## WORK REQUIRED
In the introduction to Integral Agile below, who is said to like saying that there is a lot of bad Agile out there?

## PAGE EXTRACT
++++++

Introduction to Integral Agile

October 12th, 2014

These are amazing times we live in. We are facing a flurry of contradicting ideas and differing perspectives each day like never before. And there is no sign of things slowing down anytime soon. This is true for the world at large, but especially for people working in Agile environments at the cusp of technological advancement.

As the world, our culture, our technology, and our minds evolve, so must our tools for addressing the growing complexity. We use theories as lenses in order to reduce the complexity of reality and make it more manageable. And since there is a staggeringly large amount of tools and theories which help us on our way as coaches and members of Agile teams, one cannot help but wonder how they all fit together.

Agile brought about an increased focus on values and culture within teams and companies, offering frameworks with barely enough information to set up a process. The long forgotten treasure troves of direct communication and self-organization were dug out of the hardened ground of project management. It was finally important to stop command-and-control management, to bring trust and openness back to the workplace. Things improved and thousands of worker drones (also known as "resources") were freed from their shackles and they sighed in relief. Great things were achieved and the rest was supposed to follow soon. "Motivated teams create their own processes!", they said.

In a next wave, insights from systems theory were incorporated. "Manage the system and everything else will follow.", they said. And indeed, managing networks, looking for patterns instead of predefined solutions, probe - sense - respond, interactions between parts, and functional fit opened up a whole new dimension of possibilities.

Lessons from psychology and coaching have always been part of the mix. And XP practices. And now there’s Lean Startup. And NoEstimates. And constellation work. And storytelling. And mental models. And SAFe. Visions and constraints and Continuous Deployment. Story Maps and Get-out-of-the-way-management and Kudo boxes. Tribal Leadership and Facilitative Leadership and Servant Leadership. Beyond Budgeting and Holacracy and Sociocracy. There are endless options. Which ones to choose to finally get everything done the right way? "There’s a lot of bad Agile out there.", as Jeff Sutherland likes to say. So, what’s the correct approach here? Do we need an even bigger focus on values? More management of interactions instead of people? And what about "the old way" of measuring and controlling? Is all of that obsolete now or is it time to go back to tried and trusted methods?

++++++

## DATASET ENTRIES

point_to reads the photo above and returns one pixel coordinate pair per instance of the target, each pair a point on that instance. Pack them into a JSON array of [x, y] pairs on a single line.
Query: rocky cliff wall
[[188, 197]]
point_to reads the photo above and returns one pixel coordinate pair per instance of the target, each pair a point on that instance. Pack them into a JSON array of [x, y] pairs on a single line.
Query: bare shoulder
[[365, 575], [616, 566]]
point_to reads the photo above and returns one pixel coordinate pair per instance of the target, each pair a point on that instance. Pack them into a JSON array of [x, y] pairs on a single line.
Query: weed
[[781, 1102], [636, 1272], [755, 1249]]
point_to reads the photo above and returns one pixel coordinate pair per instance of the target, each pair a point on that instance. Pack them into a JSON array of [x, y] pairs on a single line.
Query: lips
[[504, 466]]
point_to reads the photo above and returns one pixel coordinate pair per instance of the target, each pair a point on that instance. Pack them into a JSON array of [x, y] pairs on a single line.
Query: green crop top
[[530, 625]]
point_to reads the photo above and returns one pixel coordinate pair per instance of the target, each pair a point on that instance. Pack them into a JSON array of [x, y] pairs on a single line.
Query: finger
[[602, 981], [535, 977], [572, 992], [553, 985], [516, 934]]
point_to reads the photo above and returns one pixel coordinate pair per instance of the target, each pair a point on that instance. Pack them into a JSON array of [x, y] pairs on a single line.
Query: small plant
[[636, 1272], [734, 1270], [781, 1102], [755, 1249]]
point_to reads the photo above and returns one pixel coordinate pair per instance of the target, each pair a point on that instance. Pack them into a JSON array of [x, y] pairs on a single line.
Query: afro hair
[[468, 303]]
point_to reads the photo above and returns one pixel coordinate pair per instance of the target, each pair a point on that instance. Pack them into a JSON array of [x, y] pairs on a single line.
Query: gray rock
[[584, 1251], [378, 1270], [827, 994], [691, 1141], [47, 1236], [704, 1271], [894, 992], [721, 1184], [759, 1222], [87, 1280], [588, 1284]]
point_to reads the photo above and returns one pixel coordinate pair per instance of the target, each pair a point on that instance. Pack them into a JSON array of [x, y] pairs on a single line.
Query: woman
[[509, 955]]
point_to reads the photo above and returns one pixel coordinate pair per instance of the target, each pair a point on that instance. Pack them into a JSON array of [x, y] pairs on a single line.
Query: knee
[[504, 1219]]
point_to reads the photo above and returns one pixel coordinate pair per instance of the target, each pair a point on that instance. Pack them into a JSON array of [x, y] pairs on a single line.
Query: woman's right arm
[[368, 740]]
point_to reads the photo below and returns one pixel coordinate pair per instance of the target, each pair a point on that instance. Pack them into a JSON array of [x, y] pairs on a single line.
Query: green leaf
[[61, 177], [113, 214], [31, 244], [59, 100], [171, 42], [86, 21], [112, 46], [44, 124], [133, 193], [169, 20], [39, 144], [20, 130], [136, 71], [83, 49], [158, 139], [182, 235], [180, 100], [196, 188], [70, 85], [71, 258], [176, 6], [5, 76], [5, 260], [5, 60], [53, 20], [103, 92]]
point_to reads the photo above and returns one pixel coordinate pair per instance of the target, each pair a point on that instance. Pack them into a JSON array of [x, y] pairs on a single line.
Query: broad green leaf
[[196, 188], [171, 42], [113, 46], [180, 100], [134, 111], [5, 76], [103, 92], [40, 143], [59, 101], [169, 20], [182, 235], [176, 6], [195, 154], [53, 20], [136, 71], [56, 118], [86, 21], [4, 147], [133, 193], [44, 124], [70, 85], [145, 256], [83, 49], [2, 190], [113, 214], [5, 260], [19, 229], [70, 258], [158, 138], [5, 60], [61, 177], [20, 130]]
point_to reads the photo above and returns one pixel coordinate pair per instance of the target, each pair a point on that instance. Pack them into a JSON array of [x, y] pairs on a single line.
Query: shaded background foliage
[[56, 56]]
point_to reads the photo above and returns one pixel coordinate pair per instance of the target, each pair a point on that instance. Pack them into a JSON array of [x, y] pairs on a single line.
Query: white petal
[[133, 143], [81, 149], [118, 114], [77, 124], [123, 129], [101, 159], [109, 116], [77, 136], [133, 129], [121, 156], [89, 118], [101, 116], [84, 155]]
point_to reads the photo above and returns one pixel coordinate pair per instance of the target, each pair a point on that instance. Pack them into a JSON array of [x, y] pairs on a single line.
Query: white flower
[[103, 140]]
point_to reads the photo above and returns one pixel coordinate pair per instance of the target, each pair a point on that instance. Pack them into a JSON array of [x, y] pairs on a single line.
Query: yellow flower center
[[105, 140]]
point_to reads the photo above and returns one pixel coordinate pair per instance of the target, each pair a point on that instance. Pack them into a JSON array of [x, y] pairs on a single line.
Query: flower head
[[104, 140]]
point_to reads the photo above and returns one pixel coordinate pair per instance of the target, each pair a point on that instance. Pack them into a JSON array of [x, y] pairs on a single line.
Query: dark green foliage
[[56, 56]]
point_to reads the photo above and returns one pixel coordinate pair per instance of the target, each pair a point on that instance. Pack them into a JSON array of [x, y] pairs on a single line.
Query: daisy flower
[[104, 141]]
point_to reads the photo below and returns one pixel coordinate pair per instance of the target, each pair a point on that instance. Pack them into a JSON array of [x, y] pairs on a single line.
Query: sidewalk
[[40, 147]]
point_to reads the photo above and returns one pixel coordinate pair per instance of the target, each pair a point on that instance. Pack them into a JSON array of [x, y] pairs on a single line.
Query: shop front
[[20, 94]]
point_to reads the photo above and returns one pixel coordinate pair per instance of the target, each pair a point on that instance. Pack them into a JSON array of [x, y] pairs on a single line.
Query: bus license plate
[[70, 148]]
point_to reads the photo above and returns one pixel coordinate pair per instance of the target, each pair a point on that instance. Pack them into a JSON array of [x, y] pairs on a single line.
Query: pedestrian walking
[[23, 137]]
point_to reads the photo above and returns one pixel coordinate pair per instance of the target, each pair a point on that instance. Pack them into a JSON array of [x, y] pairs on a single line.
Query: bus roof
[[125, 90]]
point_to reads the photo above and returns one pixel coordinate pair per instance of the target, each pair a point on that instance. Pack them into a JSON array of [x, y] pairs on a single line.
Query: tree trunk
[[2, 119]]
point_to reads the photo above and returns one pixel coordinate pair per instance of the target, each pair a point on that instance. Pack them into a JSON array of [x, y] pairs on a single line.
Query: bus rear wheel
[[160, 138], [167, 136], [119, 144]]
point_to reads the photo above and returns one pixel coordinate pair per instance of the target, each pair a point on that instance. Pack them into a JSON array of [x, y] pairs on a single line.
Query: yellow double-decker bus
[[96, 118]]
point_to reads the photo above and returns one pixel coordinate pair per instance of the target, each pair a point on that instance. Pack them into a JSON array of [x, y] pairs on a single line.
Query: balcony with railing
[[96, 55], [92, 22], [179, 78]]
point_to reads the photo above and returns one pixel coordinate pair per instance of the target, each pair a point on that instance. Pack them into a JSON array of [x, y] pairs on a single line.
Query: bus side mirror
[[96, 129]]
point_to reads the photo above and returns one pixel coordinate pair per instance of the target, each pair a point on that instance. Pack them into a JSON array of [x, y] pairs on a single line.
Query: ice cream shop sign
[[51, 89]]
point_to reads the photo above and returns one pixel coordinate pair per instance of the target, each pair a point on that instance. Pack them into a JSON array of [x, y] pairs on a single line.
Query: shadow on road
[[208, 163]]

++++++

## EXERCISE RESPONSE
Jeff Sutherland.